Exercise goal:
Copy verbatim the block of lines in the entries below whose first line contains "[locate] framed botanical" and whose last line contains "[locate] light blue". Leave out all other lines.

Natural language region descriptions:
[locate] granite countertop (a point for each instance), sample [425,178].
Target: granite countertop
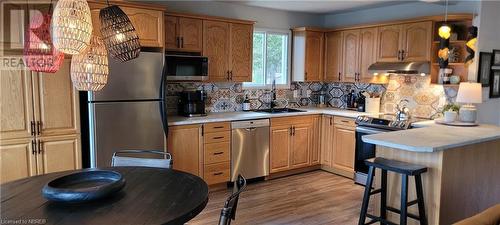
[235,116]
[431,137]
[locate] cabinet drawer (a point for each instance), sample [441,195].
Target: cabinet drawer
[224,136]
[216,173]
[217,152]
[216,127]
[344,121]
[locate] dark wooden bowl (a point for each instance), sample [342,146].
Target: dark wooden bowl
[83,186]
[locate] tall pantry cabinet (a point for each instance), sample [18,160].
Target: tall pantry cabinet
[39,125]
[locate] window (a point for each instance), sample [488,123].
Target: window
[270,59]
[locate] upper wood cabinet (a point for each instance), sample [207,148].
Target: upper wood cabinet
[333,56]
[308,55]
[405,42]
[148,22]
[228,47]
[183,34]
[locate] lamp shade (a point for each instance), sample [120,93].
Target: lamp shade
[119,34]
[469,93]
[89,70]
[71,26]
[39,53]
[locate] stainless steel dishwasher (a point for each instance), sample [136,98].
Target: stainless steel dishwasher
[250,148]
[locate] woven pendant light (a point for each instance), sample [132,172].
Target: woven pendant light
[89,70]
[119,34]
[71,26]
[39,53]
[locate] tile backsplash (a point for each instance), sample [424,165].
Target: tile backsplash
[425,99]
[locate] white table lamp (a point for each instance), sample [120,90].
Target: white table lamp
[469,93]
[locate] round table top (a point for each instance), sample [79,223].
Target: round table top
[150,196]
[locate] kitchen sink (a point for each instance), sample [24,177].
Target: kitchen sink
[279,110]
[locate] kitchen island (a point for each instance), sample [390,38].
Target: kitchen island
[463,176]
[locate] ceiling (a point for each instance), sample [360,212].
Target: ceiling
[316,6]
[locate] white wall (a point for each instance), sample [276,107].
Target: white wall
[266,18]
[395,12]
[488,39]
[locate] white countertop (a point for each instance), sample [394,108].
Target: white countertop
[235,116]
[431,137]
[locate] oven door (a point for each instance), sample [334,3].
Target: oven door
[363,151]
[186,68]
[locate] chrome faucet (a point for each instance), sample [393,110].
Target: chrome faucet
[403,112]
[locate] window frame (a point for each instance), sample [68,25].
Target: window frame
[266,31]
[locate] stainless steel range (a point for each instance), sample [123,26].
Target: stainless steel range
[372,125]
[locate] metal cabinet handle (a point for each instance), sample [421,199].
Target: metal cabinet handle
[33,147]
[40,147]
[38,127]
[32,123]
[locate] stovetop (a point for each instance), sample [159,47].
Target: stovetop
[386,121]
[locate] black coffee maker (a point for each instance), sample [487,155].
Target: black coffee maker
[192,103]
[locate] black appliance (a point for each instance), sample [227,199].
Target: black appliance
[192,103]
[186,67]
[372,125]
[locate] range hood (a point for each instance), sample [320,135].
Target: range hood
[399,68]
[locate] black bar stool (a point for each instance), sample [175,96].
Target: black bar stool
[405,169]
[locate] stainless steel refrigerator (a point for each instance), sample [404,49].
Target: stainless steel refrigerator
[129,113]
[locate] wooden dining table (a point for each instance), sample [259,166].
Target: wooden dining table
[150,196]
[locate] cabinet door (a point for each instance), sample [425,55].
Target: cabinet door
[350,48]
[241,52]
[315,140]
[148,24]
[326,140]
[280,148]
[333,56]
[58,153]
[301,145]
[191,34]
[216,47]
[314,56]
[344,147]
[389,43]
[17,159]
[417,44]
[16,104]
[367,52]
[187,155]
[171,32]
[57,102]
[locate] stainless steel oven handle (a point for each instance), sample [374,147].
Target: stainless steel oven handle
[370,130]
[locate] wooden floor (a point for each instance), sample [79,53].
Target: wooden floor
[316,197]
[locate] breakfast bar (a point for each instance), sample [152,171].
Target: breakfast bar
[463,164]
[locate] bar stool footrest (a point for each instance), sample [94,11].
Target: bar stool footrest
[394,210]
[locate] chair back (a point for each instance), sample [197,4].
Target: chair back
[228,213]
[165,161]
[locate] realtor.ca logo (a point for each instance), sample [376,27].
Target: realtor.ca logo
[25,40]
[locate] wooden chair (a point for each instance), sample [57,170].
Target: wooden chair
[162,160]
[228,213]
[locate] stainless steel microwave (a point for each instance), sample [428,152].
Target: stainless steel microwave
[186,67]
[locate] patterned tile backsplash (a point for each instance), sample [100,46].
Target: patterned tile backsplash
[425,99]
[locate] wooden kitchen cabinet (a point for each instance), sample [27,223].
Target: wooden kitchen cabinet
[183,34]
[333,56]
[404,42]
[308,55]
[185,144]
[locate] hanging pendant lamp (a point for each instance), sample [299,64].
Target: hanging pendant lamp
[39,53]
[89,70]
[118,33]
[71,26]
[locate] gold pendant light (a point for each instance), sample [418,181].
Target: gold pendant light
[71,26]
[89,70]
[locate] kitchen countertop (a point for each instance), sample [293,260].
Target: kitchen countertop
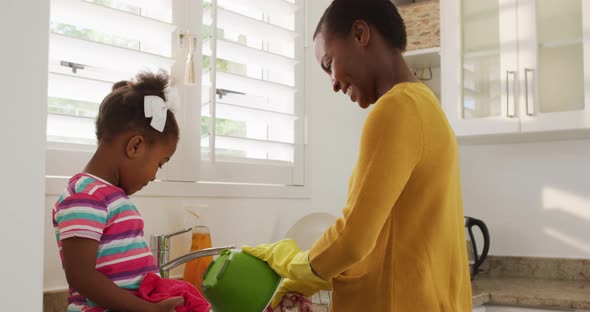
[533,282]
[515,281]
[531,292]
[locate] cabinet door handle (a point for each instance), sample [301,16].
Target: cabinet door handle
[530,105]
[510,108]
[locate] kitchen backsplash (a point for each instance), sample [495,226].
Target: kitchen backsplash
[422,24]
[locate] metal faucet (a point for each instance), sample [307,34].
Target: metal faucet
[160,245]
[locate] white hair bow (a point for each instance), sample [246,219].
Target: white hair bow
[155,108]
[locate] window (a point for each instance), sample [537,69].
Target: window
[244,124]
[252,90]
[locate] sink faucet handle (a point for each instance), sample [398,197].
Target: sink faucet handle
[178,232]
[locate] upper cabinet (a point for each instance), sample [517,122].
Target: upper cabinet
[511,66]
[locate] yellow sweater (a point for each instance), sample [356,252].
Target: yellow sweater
[400,245]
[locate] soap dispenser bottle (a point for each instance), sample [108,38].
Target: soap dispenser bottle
[201,238]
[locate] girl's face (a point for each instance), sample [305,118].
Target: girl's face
[146,159]
[347,63]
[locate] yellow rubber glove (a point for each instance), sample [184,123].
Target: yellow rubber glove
[286,259]
[305,288]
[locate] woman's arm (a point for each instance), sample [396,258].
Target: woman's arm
[391,147]
[79,264]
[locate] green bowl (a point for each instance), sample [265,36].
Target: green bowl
[238,282]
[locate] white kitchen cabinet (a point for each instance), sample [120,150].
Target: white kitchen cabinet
[512,66]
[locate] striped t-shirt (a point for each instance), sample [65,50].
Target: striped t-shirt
[95,209]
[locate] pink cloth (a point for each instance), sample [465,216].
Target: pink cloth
[155,289]
[292,301]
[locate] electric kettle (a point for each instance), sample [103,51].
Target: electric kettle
[476,259]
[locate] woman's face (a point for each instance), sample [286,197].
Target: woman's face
[347,61]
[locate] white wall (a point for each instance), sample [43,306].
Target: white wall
[535,198]
[23,85]
[334,130]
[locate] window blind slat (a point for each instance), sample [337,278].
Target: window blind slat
[272,7]
[239,53]
[236,112]
[101,55]
[87,15]
[250,86]
[76,88]
[254,28]
[236,148]
[70,129]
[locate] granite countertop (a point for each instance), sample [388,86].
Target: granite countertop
[533,282]
[512,281]
[532,292]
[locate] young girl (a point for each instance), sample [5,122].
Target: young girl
[98,229]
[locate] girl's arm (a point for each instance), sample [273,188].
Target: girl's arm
[79,264]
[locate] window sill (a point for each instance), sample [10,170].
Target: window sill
[55,186]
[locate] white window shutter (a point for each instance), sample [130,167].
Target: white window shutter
[252,104]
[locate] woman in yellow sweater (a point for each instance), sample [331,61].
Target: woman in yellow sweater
[400,244]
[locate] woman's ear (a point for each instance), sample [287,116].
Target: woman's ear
[135,146]
[361,32]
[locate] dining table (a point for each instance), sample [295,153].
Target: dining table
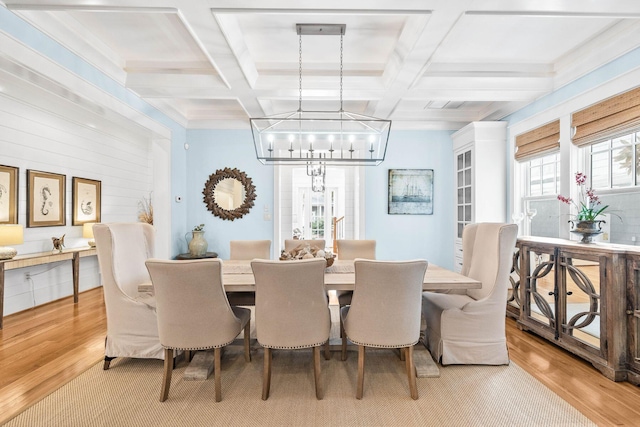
[237,276]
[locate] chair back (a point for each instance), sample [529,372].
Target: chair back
[122,249]
[250,249]
[386,305]
[352,249]
[487,257]
[292,309]
[291,244]
[191,305]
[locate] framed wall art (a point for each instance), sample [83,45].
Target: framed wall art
[45,199]
[410,192]
[8,195]
[86,203]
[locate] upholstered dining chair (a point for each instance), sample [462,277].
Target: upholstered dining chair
[385,312]
[292,311]
[291,244]
[194,314]
[350,250]
[469,328]
[247,250]
[132,327]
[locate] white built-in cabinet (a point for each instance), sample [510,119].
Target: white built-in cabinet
[480,181]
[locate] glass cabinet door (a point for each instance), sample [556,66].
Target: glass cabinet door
[463,188]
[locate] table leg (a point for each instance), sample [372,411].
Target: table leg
[1,293]
[75,266]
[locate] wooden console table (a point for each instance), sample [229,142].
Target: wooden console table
[28,260]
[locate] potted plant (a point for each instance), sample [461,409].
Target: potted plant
[198,245]
[586,222]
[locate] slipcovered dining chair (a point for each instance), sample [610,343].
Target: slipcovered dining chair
[247,250]
[385,312]
[292,311]
[469,328]
[350,250]
[290,244]
[132,326]
[194,314]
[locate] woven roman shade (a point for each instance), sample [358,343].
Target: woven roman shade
[538,141]
[606,119]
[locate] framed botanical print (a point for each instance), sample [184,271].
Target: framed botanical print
[8,195]
[410,192]
[86,202]
[45,199]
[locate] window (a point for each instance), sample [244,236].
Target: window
[613,167]
[614,163]
[540,205]
[543,176]
[309,215]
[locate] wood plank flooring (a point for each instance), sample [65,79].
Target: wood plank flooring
[43,348]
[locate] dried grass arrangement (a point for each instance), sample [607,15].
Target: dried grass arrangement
[145,210]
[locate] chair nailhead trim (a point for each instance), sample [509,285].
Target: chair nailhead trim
[384,346]
[293,347]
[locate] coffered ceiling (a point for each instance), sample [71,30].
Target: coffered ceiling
[424,64]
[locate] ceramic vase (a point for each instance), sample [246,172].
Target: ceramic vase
[587,229]
[198,245]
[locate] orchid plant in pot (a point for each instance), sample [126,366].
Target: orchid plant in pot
[586,222]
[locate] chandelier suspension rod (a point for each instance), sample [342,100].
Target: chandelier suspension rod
[341,49]
[300,72]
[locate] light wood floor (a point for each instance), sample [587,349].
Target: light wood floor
[43,348]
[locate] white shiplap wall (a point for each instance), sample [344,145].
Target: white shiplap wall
[33,138]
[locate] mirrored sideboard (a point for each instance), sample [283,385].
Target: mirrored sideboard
[582,297]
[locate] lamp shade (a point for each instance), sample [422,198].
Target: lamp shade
[11,234]
[87,230]
[87,233]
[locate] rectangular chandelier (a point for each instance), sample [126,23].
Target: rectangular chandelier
[338,138]
[332,137]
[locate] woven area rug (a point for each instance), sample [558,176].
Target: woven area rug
[128,395]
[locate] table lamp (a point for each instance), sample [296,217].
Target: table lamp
[87,233]
[10,234]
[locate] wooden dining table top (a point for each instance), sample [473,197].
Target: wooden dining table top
[237,276]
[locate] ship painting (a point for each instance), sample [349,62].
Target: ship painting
[411,191]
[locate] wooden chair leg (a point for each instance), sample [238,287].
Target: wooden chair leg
[316,373]
[360,389]
[107,362]
[217,353]
[247,341]
[411,373]
[266,374]
[166,378]
[343,334]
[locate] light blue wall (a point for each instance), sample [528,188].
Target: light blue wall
[210,150]
[398,236]
[413,236]
[616,68]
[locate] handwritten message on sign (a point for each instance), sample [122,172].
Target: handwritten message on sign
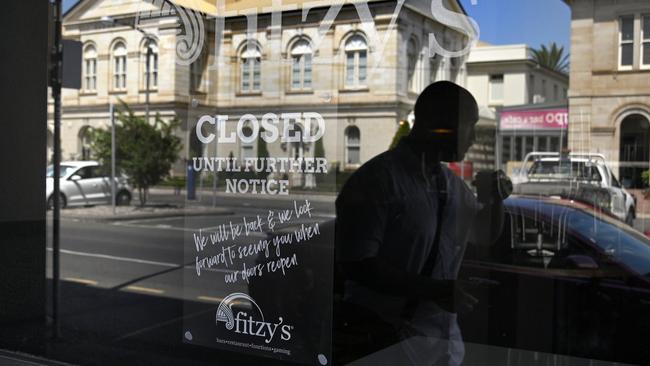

Solution to this problem:
[locate] framed botanical print (a point for each instance), sample [184,271].
Target: framed botanical print
[8,195]
[410,192]
[86,202]
[45,199]
[locate] window (a point for each instance), sample [244,236].
Target: window
[613,167]
[614,163]
[540,205]
[543,176]
[309,215]
[locate] wood plank flooring (a point for each instance), sample [65,79].
Target: wood plank flooring
[43,348]
[locate] dried grass arrangement (a point for each instance), sample [607,15].
Target: dried grass arrangement
[145,210]
[locate] chair nailhead trim (a point for each instance), sample [509,285].
Target: chair nailhead trim
[384,346]
[293,347]
[locate] coffered ceiling (a point for each instance), sample [71,30].
Target: coffered ceiling
[424,64]
[locate] ceramic vase (a point for each instance), sample [246,172].
Target: ceramic vase
[587,229]
[198,245]
[locate] orchid plant in pot (a point for each instance), sample [126,366].
Target: orchid plant in pot
[586,222]
[locate] chandelier suspension rod (a point for each instance), sample [342,100].
Target: chandelier suspension rod
[341,49]
[300,72]
[locate] light wood floor (a point for each instance), sample [587,349].
Target: light wood floor
[43,348]
[locate] white shiplap wall (a point for each instance), sample [344,145].
Target: white shiplap wall
[33,138]
[locate] mirrored sideboard (a point for each instance), sample [283,385].
Target: mirrored sideboard
[582,297]
[locate] lamp shade (a point for each instance), sample [422,198].
Target: lamp shade
[11,234]
[87,230]
[87,233]
[locate] rectangular chandelier (a point for each instance), sample [126,23].
Target: rectangular chandelier
[338,138]
[332,137]
[locate] woven area rug (a point for each instance), sample [558,176].
Target: woven area rug
[128,395]
[locate] table lamp (a point for each instance), sample [296,217].
Target: table lamp
[87,233]
[10,234]
[locate] wooden dining table top (a point for each instance), sample [473,197].
Target: wooden dining table top
[237,276]
[locate] ship painting (a point for each instance), sample [349,62].
Target: ship painting
[411,191]
[locate] wooden chair leg (a point for each instance), sample [238,287].
Target: wooden chair leg
[316,373]
[360,389]
[107,362]
[217,353]
[247,341]
[411,373]
[266,374]
[166,378]
[343,334]
[locate] light blue wall (a point for each instance), sample [528,188].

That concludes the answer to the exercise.